What you are asked to do
Extract all of the data and reproduce it precisely.

Stored entries

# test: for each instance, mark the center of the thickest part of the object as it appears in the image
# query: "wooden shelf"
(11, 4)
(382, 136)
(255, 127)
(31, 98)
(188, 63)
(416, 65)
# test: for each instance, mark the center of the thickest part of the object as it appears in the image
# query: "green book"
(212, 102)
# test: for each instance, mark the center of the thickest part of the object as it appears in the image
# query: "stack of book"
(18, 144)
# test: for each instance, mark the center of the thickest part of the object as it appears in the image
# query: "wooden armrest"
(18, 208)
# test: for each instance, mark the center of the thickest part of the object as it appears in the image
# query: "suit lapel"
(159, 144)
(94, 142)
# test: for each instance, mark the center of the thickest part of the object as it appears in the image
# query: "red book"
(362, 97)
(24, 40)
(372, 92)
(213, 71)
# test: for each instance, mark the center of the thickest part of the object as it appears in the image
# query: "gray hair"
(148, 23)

Finished exercise
# test: for each instance, mark the center of the thickest part of the object as it appears in the image
# query: "wooden shelf"
(11, 4)
(382, 136)
(255, 127)
(31, 98)
(188, 63)
(416, 65)
# test: for each instance, mark the center of the thickest part of the object as it appears in the image
# query: "green book"
(212, 102)
# test: for each instance, mark the center of the thickest part of the object as it appears in the image
# query: "stack of book"
(18, 144)
# test: for each instance, mark the center of the thickest part of the object as it appears in the image
# query: "wooden armrest"
(18, 208)
# test: for each instance, mark the center of the thickest part of the object as it appears in the image
# query: "suit lapel"
(159, 144)
(94, 142)
# test: for each instance, mark the center of the thickest part of the object as it appears in the image
# query: "red book"
(362, 97)
(24, 40)
(372, 92)
(213, 71)
# test: for each instance, mark the center of the thickest part of the object as it appears in the image
# query: "gray hair"
(148, 23)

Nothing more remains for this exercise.